Travail à réaliser
**a)** D'après le texte source, en quelle année le Consistoire central a-t-il été créé ?
**b)** Reproduisez à l'identique le passage du texte source allant de « Publie le jeudi » jusqu'à « hier, musulmane aujourd’hui. ».

Texte source
Publie le jeudi 4 février 2010 par Open-Publishing

Juifs et musulmans, une histoire parallèle

de MONA CHOLLET

Actuel Complexe de supériorité, obsession civilisatrice : l’historienne Esther Benbassa questionne la capacité de la France à intégrer ses minorités, juive hier, musulmane aujourd’hui.
L’un des obstacles à l’intégration de ces gens-là, c’est « le peu d’estime qu’ils ont toujours eu pour les personnes du sexe », car « le degré de civilisation d’une société se mesure à la place qu’y occupent les femmes ». Qui parle ? Un intellectuel français jugeant l’islam incompatible avec les valeurs de la République ? Non : l’abbé Grégoire, dans son Essai sur la régénération physique, morale et politique des juifs, en 1788... Pour étayer son propos, l’abbé citait la prière que prononcent les hommes juifs pour remercier Dieu de ne pas les avoir faits femmes. Dans La République face à ses minorités1, qui montre les similitudes entre le traitement réservé aux musulmans et ce que fut le lot des juifs il y a deux siècles, l’historienne Esther Benbassa établit un parallèle systématique entre la prose de l’abbé Grégoire (qui avertissait du « danger de les (les juifs, ndlr) tolérer tels qu’ils sont ») et le discours sur la laïcité récemment prononcé par Jacques Chirac : les deux textes concordent pratiquement en tous points.
C’est en 1808, sous l’impulsion de Napoléon, que fut créé le Consistoire central, censé organiser le culte juif sur le sol français, dans une logique de « régénération » de ses fidèles. Afin de doter son entreprise d’une légitimité indiscutable, l’empereur avait voulu que des notables juifs se constituent en un « Grand Sanhédrin », institution politico-religieuse remontant à l’Israël antique.
Difficile de ne pas penser à la création, en avril 2003, du Conseil français du culte musulman (CFCM), impulsée par le ministre de l’Intérieur Nicolas Sarkozy, qui, quelques mois plus tard, cherchait lui aussi à doter son initiative d’une légitimité sacrée en se rendant à l’Université d’Al-Azhar au Caire : une démarche qu’Esther Benbassa condamne, car elle encourage ce phénomène de « communautarisme transnational » à l’oeuvre tant chez les juifs que chez les Arabo-musulmans, et accrédite l’idée que les musulmans ne seraient pas des Français à part entière. En outre, de même que la création du Consistoire avait été suivie de peu par le « décret infâme », qui restreignait les droits civiques des juifs, celle du CFCM a été suivie par le vote de la loi interdisant le voile à l’école.

« VISIONS DÉPASSÉES »

Extrait des données
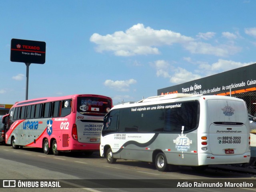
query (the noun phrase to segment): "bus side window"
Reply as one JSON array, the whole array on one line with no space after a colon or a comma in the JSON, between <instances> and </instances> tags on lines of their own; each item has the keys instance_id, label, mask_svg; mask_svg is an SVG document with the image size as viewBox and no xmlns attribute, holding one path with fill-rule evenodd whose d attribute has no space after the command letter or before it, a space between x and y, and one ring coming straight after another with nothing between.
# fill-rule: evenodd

Réponses par consigne
**a)** En 1808.

**b)**
Publie le jeudi 4 février 2010 par Open-Publishing

Juifs et musulmans, une histoire parallèle

de MONA CHOLLET

Actuel Complexe de supériorité, obsession civilisatrice : l’historienne Esther Benbassa questionne la capacité de la France à intégrer ses minorités, juive hier, musulmane aujourd’hui.